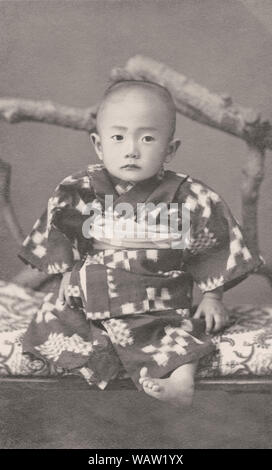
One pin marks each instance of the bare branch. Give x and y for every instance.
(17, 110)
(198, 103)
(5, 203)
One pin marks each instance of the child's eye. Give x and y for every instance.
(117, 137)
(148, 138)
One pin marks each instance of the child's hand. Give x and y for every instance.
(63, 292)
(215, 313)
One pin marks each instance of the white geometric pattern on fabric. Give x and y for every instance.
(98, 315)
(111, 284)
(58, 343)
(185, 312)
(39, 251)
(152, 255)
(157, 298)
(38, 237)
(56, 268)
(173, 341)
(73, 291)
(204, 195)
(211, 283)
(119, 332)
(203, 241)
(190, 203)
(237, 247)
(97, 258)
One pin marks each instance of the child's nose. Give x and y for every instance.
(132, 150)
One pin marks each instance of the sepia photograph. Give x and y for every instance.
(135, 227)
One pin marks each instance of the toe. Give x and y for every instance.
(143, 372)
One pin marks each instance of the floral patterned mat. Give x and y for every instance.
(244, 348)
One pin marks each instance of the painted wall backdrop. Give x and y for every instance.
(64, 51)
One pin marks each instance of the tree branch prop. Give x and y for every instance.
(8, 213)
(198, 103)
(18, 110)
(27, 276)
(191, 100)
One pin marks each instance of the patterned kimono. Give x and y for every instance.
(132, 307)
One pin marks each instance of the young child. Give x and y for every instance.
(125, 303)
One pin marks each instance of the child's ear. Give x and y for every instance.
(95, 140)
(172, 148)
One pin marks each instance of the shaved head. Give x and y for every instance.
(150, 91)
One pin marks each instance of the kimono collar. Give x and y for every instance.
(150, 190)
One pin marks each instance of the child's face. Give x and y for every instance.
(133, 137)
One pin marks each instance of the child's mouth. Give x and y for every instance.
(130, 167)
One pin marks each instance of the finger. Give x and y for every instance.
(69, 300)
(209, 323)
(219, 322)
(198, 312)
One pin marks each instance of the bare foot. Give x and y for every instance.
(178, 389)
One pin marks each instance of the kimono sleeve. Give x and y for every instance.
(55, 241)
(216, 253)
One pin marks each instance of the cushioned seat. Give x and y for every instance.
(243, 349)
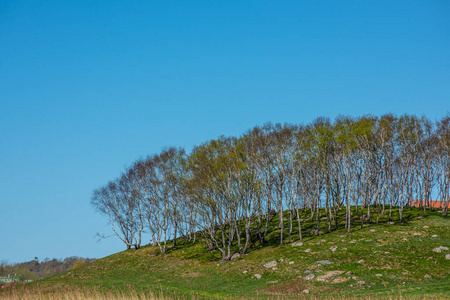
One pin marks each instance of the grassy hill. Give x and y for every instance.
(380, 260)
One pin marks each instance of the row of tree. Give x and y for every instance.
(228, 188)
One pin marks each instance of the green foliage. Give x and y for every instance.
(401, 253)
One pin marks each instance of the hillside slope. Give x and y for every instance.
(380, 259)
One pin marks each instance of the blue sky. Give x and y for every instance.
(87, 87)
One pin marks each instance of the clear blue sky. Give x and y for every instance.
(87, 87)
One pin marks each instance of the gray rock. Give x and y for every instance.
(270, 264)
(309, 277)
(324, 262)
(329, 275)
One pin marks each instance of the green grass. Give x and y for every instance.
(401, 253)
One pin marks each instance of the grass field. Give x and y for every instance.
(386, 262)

* [Task brief] Edit the listing above by replacing each "pin" with "dot" and keeping everything else the same. Leave the pictures out of your answer.

* [Exercise solution]
One dot marks each instance of the bare branch. Give x and y for every instance.
(17, 110)
(198, 103)
(5, 203)
One dot marks each instance of the child's eye. Give x and y for every instance.
(117, 137)
(148, 138)
One dot marks each instance of the child's hand. Give x and y for every instance.
(63, 292)
(215, 313)
One dot marks each instance of the white geometric pattern on fabric. Give x and y for every instance.
(98, 315)
(111, 284)
(58, 343)
(185, 312)
(39, 251)
(152, 255)
(157, 298)
(38, 237)
(56, 268)
(173, 341)
(73, 291)
(204, 195)
(211, 283)
(119, 332)
(203, 241)
(190, 203)
(237, 247)
(97, 258)
One dot marks each instance of the child's nose. Give x and y for every instance.
(132, 150)
One dot marks each instance of the sepia photograph. Give x and y for every instance.
(135, 227)
One dot marks each instance of the toe. Give x and y for every instance.
(143, 372)
One dot marks each instance of the floral patterned mat. Give x and y for every instance.
(244, 348)
One dot marks each instance of the painted wall backdrop. Give x and y for every instance.
(64, 51)
One dot marks each instance of the tree branch prop. Give x and y for every instance.
(8, 213)
(198, 103)
(18, 110)
(27, 276)
(191, 100)
One dot marks each instance of the patterned kimono. Give x and y for every instance.
(132, 307)
One dot marks each instance of the young child. Give x and y for every instance.
(125, 303)
One dot marks each instance of the child's ear. Give x and y for every instance.
(95, 140)
(172, 148)
One dot marks each instance of the shaved head. Give x and y for every instance.
(150, 91)
One dot marks each instance of the kimono collar. Give x and y for every instance.
(150, 190)
One dot marks each instance of the child's face. Give x and y for every instance.
(133, 137)
One dot marks each instance of the child's mouth. Give x and y for every instance.
(130, 167)
One dot marks each instance of the finger. Give x and y for every instance.
(69, 300)
(209, 323)
(219, 322)
(198, 312)
One dot marks each instance of the bare foot. Give x and y for every instance.
(178, 389)
One dot marks each instance of the kimono sleeve. Give x and y for every instance.
(55, 241)
(216, 253)
One dot marks each instance of the cushioned seat. Give x and y for every instance.
(243, 349)
One dot marks each instance of the grassy hill. Give x and y for every instance.
(380, 260)
One dot marks each instance of the row of tree. Give x and y for every instance.
(228, 188)
One dot marks each instance of the green foliage. Give x and y for every instance.
(401, 253)
One dot marks each instance of the hillside slope. Give x and y for every instance.
(380, 259)
One dot marks each instance of the blue sky. Give x and y for every instance.
(87, 87)
One dot marks each instance of the clear blue sky. Give x and y for every instance.
(87, 87)
One dot marks each instance of the gray rock. Give x and y for every instance.
(270, 264)
(309, 277)
(324, 262)
(329, 275)
One dot marks each instance of the green grass. Give x and y for every instance.
(401, 253)
One dot marks each instance of the grass field. Give x and y for every instance.
(386, 262)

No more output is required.